▶ WHAT THE EXERCISE ASKS
Report only the number of lines that contain the string "distant" in the records below.
START PROVIDED INFORMATION
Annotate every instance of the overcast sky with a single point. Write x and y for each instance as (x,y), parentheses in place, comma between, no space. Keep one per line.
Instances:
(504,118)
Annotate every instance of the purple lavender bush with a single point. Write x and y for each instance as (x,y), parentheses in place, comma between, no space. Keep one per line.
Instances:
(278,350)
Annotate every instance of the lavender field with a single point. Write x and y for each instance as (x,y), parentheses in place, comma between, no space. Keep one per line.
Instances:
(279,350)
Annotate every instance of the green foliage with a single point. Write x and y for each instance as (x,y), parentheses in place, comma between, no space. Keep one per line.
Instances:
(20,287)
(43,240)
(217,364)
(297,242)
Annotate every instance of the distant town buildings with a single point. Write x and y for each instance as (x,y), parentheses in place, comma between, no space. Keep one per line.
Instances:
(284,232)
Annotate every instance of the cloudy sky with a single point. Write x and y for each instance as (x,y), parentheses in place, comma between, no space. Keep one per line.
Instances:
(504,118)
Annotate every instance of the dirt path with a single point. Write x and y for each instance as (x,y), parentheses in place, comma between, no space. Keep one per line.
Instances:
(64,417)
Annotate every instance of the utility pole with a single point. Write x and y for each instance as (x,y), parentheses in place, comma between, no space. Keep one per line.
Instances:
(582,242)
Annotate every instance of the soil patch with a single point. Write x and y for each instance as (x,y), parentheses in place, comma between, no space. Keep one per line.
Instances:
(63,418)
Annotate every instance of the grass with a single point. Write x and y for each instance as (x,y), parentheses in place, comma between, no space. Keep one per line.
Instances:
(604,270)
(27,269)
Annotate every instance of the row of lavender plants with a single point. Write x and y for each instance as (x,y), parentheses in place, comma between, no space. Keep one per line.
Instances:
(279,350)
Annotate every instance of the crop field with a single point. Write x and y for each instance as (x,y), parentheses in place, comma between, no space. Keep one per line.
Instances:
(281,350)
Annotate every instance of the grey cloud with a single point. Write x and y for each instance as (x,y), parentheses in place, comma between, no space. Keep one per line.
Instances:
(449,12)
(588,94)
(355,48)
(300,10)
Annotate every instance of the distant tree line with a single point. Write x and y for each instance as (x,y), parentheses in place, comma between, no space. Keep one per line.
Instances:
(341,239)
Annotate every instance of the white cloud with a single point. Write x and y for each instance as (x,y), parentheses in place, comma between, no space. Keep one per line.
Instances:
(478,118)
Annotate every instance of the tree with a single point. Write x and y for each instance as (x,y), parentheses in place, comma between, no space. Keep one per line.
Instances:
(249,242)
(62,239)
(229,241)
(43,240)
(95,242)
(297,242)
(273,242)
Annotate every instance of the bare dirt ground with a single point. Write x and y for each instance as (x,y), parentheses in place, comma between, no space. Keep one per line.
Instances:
END PROVIDED INFORMATION
▶ ANSWER TO THE PROBLEM
2